EXERCISE | Reproduce the lines below word for word, leaving out the pictures.

Point annotation data:
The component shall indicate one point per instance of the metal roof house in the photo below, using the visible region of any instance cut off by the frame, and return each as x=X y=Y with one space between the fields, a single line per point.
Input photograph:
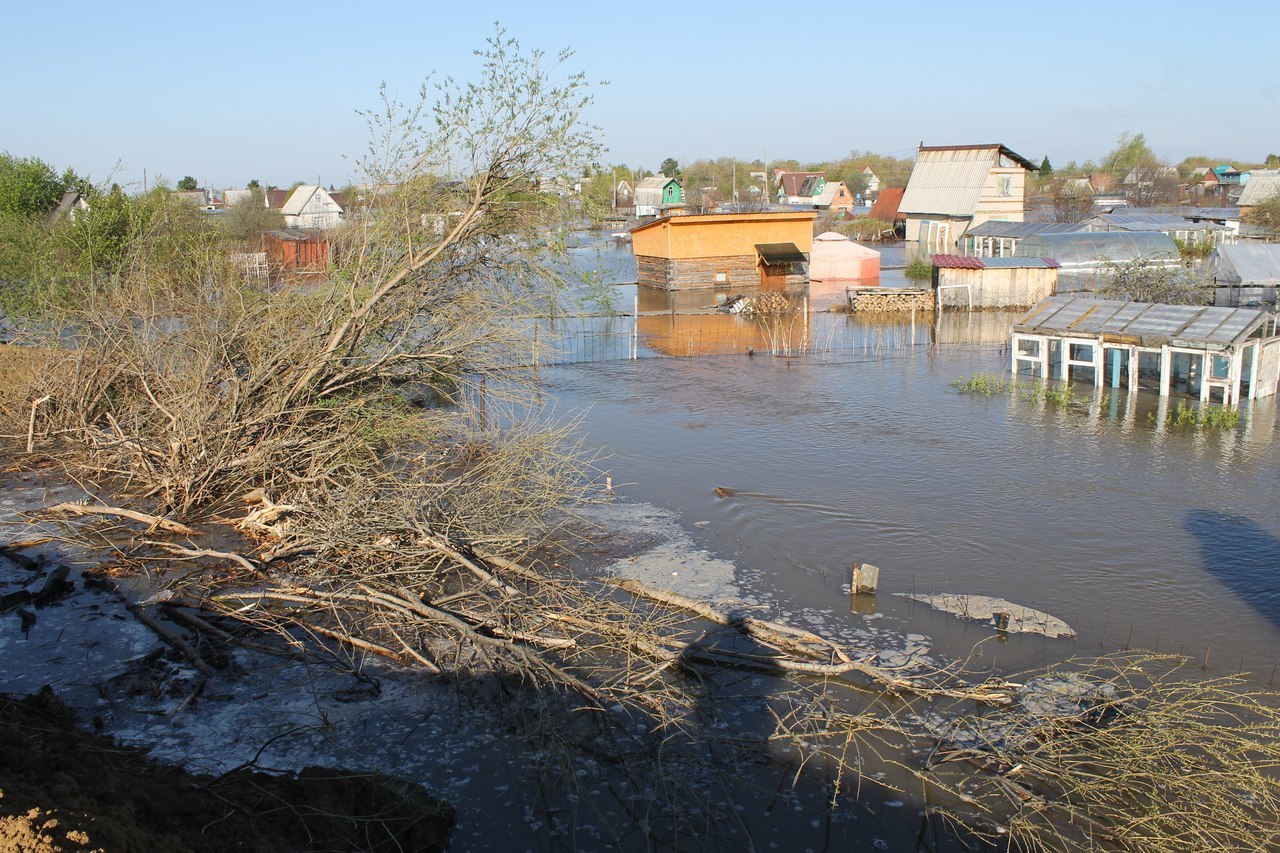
x=1262 y=186
x=656 y=194
x=1000 y=238
x=954 y=187
x=311 y=206
x=1207 y=352
x=1247 y=274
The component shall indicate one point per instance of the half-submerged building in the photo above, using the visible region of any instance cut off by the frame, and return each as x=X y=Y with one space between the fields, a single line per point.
x=1212 y=354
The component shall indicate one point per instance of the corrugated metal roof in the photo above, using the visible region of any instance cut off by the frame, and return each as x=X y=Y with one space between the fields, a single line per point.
x=298 y=200
x=887 y=204
x=1262 y=186
x=1246 y=264
x=1152 y=323
x=1091 y=249
x=947 y=182
x=1019 y=263
x=1147 y=222
x=1211 y=213
x=781 y=254
x=1016 y=229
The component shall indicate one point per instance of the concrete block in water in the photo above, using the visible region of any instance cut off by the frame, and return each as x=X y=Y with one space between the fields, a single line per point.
x=865 y=579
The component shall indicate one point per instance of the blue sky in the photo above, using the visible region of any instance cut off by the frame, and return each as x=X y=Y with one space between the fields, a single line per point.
x=229 y=91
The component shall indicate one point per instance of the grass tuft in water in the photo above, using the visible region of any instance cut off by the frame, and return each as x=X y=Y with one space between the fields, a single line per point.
x=1207 y=418
x=1060 y=396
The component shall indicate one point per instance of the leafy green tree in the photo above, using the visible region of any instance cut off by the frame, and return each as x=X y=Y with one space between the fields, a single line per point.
x=1266 y=215
x=28 y=186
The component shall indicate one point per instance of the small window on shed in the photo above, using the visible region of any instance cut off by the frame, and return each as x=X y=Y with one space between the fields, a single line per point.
x=1221 y=366
x=1080 y=352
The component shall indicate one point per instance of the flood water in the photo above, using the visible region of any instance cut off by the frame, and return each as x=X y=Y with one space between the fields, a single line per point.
x=859 y=450
x=1136 y=534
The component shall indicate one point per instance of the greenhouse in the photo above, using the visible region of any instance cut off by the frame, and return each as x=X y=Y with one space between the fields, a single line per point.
x=1247 y=274
x=1206 y=352
x=1088 y=251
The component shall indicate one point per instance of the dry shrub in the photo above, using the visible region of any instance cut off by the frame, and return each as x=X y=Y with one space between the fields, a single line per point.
x=1132 y=752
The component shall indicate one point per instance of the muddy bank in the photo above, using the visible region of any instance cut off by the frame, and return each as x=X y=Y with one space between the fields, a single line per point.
x=67 y=789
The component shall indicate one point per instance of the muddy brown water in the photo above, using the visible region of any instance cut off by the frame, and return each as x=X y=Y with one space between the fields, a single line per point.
x=1134 y=533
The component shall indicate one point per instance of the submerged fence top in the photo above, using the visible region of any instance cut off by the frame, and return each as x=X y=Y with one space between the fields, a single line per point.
x=1066 y=315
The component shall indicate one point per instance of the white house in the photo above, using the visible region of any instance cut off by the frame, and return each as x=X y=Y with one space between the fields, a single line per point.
x=956 y=186
x=311 y=206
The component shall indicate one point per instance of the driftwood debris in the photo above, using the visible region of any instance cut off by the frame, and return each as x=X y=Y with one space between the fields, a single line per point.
x=808 y=653
x=154 y=521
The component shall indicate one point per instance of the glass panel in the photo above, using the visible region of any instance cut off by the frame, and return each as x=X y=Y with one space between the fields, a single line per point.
x=1148 y=370
x=1188 y=369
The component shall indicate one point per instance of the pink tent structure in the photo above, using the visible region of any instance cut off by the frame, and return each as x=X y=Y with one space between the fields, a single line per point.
x=835 y=258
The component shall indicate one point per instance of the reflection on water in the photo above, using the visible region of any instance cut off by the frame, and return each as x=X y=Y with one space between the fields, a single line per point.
x=1130 y=530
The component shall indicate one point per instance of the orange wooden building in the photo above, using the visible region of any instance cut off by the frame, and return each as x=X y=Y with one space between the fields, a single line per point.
x=297 y=250
x=767 y=250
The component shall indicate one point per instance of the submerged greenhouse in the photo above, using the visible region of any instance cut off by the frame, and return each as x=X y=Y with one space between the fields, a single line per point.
x=1084 y=255
x=1212 y=354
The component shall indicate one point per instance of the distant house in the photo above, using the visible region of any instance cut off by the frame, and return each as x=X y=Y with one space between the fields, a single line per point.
x=956 y=186
x=1247 y=274
x=657 y=194
x=311 y=206
x=296 y=250
x=872 y=183
x=195 y=197
x=232 y=197
x=767 y=250
x=833 y=196
x=791 y=186
x=624 y=199
x=887 y=206
x=1262 y=186
x=1102 y=182
x=836 y=259
x=71 y=204
x=993 y=282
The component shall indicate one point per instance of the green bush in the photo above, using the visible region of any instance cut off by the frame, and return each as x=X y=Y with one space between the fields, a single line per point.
x=920 y=269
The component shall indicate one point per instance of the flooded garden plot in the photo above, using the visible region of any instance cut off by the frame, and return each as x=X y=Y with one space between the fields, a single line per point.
x=1133 y=533
x=744 y=486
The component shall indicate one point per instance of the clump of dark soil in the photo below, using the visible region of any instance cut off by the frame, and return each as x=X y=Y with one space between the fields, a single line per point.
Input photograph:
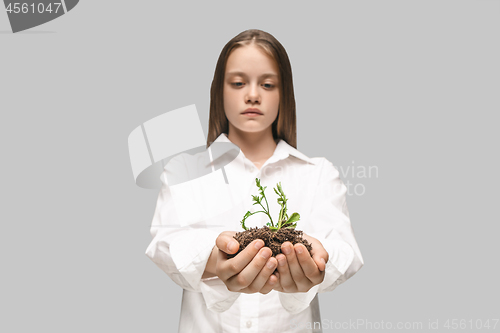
x=272 y=240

SOLUTION BELOW |
The component shall indicate one point per instance of the metal roof house in the photo below, using the visible region of any instance cut off by the frame, and return each as x=X y=Y with one space between the fields, a single line per point.
Input photograph:
x=1262 y=186
x=656 y=194
x=1000 y=238
x=954 y=187
x=311 y=206
x=1207 y=352
x=1247 y=274
The component shall indicate one point per instance of the half-submerged building in the photo above, using the visible region of any instance cut off by the frame, and return each as x=X y=Y with one space between the fields, a single line per point.
x=1212 y=354
The component shall indicate one point per instance of the corrugated metal roof in the photo above, using the visible region of any instance cut off by the frame, and return each as x=X y=Y with one space between the fields, a single line per point.
x=298 y=200
x=887 y=204
x=1262 y=186
x=1246 y=264
x=1152 y=323
x=1091 y=249
x=947 y=182
x=1019 y=263
x=1147 y=222
x=1211 y=213
x=781 y=254
x=1016 y=229
The component shall indicate one point per instance of the concrete block in water in the photo above, using the visible region of any instance cut off by the frame, and return each as x=X y=Y with one space between the fields, a single line per point.
x=865 y=579
The component shall indicate one point per instance of the blue sky in the photo above, using the visible region of any instance cut off by the frame, and return each as x=X y=Y with one space between the fields, a single line per point.
x=229 y=91
The component shall indicate one point per instance of the grass tuft in water in the photo above, using the visible region of any instance cut off by the frame, and return each as x=X y=Y with one space between the fields, a single line per point.
x=1207 y=418
x=1060 y=396
The component shall indicate one point per instance of the leafy green tree in the photo above, using the visible region of any instance cut off by the frame, and return each as x=X y=Y with one space between the fields, a single line per point.
x=1266 y=215
x=28 y=186
The component shall indicate one point per instance of the small window on shed in the photo above, using the visible region of any instance cut off by the frame, and return each as x=X y=Y with one space between the fields, a single line per point.
x=1221 y=366
x=1080 y=352
The component shall indicate one point per instance of the flood water in the photo above, using the visible region of any instance cut off by the frame, and return each as x=X y=Y with one space between the fields, a single line per point.
x=859 y=450
x=1136 y=534
The component shall indicate one point per instance of the greenhouse in the photo above, using the visible region of any instance cut off by the frame, and return each as x=X y=Y with one space between the fields, a single line per point.
x=1247 y=274
x=1206 y=352
x=1088 y=251
The component shall indicate one point per instance of the dry shrub in the photo above, using the visible region of any instance cut off by the frame, and return each as x=X y=Y with one space between the fields, a single line per point.
x=1132 y=752
The component shall indicate one point per instance of the muddy bank in the photo above, using the visible region of any instance cut off by the frame, and return each as x=X y=Y with one space between the fields, a single line per point.
x=67 y=789
The component shall indicate one point per instance of the muddy brown water in the photo above, using the visible region of any instance cut off by the frame, and return each as x=X y=Y with one space between the fields, a single line per point.
x=1134 y=533
The component shall indicate one point per instance of the submerged fence top in the photo above, using the visible region of any instance cut off by the frame, and return each as x=X y=Y with one space between the fields, a single line per point.
x=1066 y=315
The component shall indicate one point per instance of the white house in the photo above, using the visible region of any instance cut off by the frame, and return each as x=X y=Y with one space between the fields, a single line per point.
x=956 y=186
x=311 y=206
The component shall indicate one point per instance of the driftwood debris in the photo above, using the visible region of any instance cut off by the frame, and return each as x=X y=Y with one space between the fields, a single line per point.
x=808 y=653
x=154 y=521
The component shall indicate one point per instance of the glass panel in the photo above, using the visible region of any instance cut off by the frame, and return each as x=X y=Y with one space between the fields, a single line per point.
x=1148 y=370
x=1188 y=369
The component shall indicate one point per instance of the pink tent structure in the photo above, using the visible region of any instance cut off by the frame, and return each as x=X y=Y with one space between the fields, a single line per point.
x=835 y=258
The component shall indicate one point per instance of the reflection on water in the photo above, using the visible region of any instance cut off by the frame, and return each as x=X y=Y with one space between the fields, a single line per point.
x=1130 y=530
The component shall indicate one point per instance of the orange wooden building in the photo above, using the visible region of any instance cut off by the frame, and return each as x=X y=Y with one space between the fields, a single line per point.
x=297 y=250
x=767 y=250
The component shall indicate one point per instance of the submerged greenhouse in the photo above, using the visible region of any instance cut off by the frame, and return each as x=X y=Y with one space between the fields, a single line per point.
x=1084 y=255
x=1212 y=354
The component shall indicate one point per instance of the distant house in the photo above, using the visible region of any instance cut off by the frame, and return each as x=X y=Y with one space between the fields, a single line per point.
x=956 y=186
x=1247 y=274
x=657 y=194
x=311 y=206
x=296 y=250
x=872 y=183
x=195 y=197
x=232 y=197
x=767 y=250
x=833 y=196
x=791 y=186
x=624 y=199
x=887 y=206
x=1262 y=186
x=1102 y=182
x=836 y=259
x=71 y=204
x=993 y=282
The component shall indicate one point per instance of the green bush in the photo above, using the visible region of any instance cut off by the frame, and return each as x=X y=Y with one space between the fields, a single line per point.
x=920 y=269
The component shall indicate one point per instance of the flooded garden plot in the photo above, using the visible region of any instance cut off by the frame, and return each as x=X y=Y with one space between the fields, a single line per point.
x=1133 y=533
x=744 y=486
The component shall indicate one point per instance of the clump of dark soil in the photo below, using the visible region of any instance cut off by the frame, and return each as x=X y=Y with one space between the fields, a single line per point.
Input photograph:
x=272 y=240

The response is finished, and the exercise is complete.